If an entry holds a picture, leave that picture out and reproduce everything else exactly.
THE INPUT START
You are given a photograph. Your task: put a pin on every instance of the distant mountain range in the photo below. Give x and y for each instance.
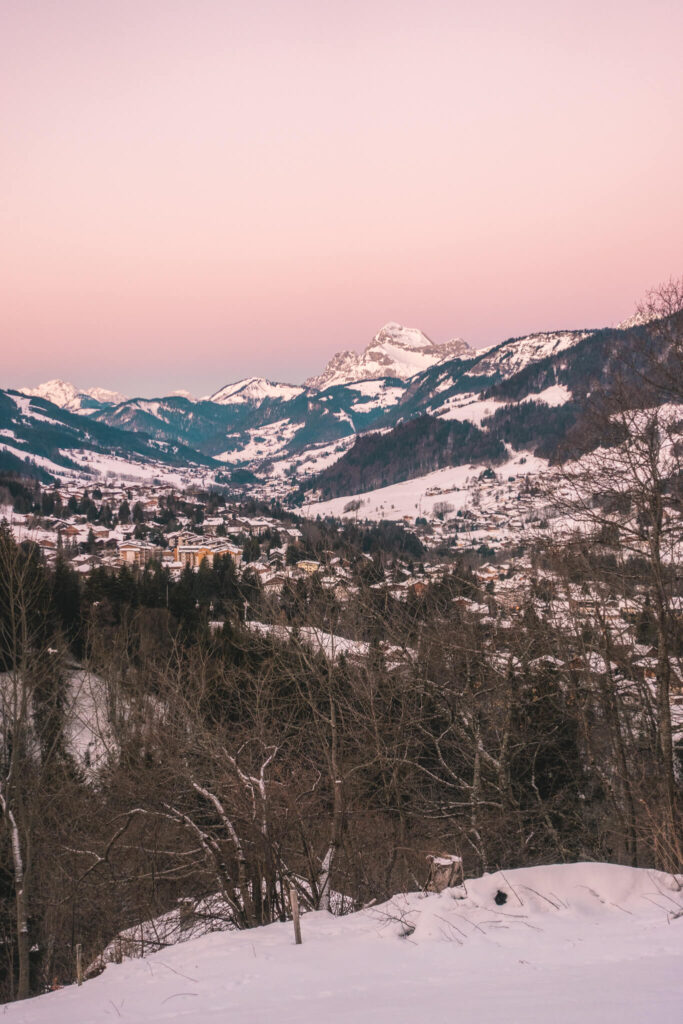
(524, 393)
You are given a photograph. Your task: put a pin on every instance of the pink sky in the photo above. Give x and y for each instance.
(194, 190)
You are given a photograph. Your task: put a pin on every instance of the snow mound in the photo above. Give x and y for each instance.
(575, 944)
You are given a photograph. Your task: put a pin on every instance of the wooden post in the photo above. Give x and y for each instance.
(294, 902)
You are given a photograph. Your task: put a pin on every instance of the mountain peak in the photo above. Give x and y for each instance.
(394, 351)
(74, 399)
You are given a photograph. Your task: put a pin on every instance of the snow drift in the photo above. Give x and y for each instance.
(568, 943)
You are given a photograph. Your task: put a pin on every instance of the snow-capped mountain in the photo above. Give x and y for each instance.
(254, 390)
(74, 399)
(394, 351)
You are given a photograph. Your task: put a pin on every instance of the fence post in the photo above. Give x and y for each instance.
(294, 901)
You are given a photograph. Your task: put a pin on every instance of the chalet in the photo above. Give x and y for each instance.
(193, 553)
(138, 553)
(308, 565)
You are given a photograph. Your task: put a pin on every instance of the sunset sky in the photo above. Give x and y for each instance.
(196, 190)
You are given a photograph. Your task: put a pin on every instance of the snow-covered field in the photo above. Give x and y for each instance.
(418, 497)
(571, 944)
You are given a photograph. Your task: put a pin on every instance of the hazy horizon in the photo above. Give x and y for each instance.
(199, 192)
(83, 382)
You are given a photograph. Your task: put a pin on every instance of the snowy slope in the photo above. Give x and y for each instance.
(572, 944)
(68, 396)
(254, 390)
(418, 496)
(394, 351)
(517, 353)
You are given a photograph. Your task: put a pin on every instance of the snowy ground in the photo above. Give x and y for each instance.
(572, 944)
(418, 496)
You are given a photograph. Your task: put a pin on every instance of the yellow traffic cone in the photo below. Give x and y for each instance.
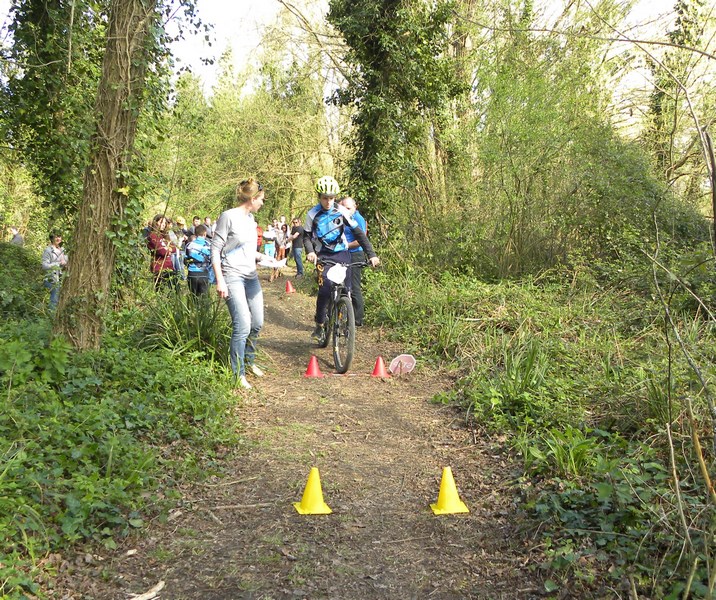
(449, 502)
(312, 502)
THE INPUT END
RESULT FOR THIS TASK:
You are given a photograph. Your task: put a pin on every instance of the distant mountain range in the photo below. Give x and y for each instance.
(524, 393)
You are given a photograph. Your task: put a pin on every instance of the pink sky in the photo above. Give x and y for each instance.
(194, 190)
You are given a photograph. Your task: put a pin on every instance of the snow mound in the photo above. Give x and y for each instance.
(575, 944)
You are given a photograph. Your task: put a pin on every instance of the wooden post in the photo above. Give x and y for each instance.
(294, 902)
You are given a photograph. Your task: put a pin on every instance of the mountain peak in the photo above. Give x and y for each instance.
(394, 351)
(74, 399)
You are given a photograph. Your task: put a pin on every instance of the snow drift in the photo above. Give x and y for each instance.
(568, 943)
You are given a photograph. Your task: put a pin on every instance of the snow-capped mountain in the photo above. Give x and y for each instance.
(254, 390)
(74, 399)
(394, 351)
You are given a photograph. Your task: put a pin on every instance of the fence post in the photo above. Give x and y for each instance.
(294, 901)
You are given a photograph. Your task: put a pin on every instance of the chalet in the photo above. Give x and y for each instance.
(193, 553)
(138, 553)
(308, 565)
You are given a photograph. Your task: put a pin on every instance of the sunset sky in the photo above. Give x and y for each instance.
(196, 190)
You are given a photograph. Your task: put a pin on every instance of the snow-covered field in the photo above. Give x and y for each instance.
(418, 497)
(571, 944)
You are given a photograph. Your task: put a pin on every instance of the hazy horizon in the photo above. Give x and y for each instance.
(199, 192)
(83, 382)
You are given a photograph. Your task: put a pin on every instance of the snowy slope in the photo above. Give x and y for each instance.
(572, 944)
(68, 396)
(254, 390)
(418, 496)
(394, 351)
(517, 353)
You are given a photograph. Your task: put a pin on every instance of the snowy ground in the photo above. Give x and y for each instance.
(572, 944)
(418, 496)
You are given a photograph. Your task: put a pin on every instance of the yellow traffic cone in the photo below. Give x and y for each instance.
(449, 502)
(312, 502)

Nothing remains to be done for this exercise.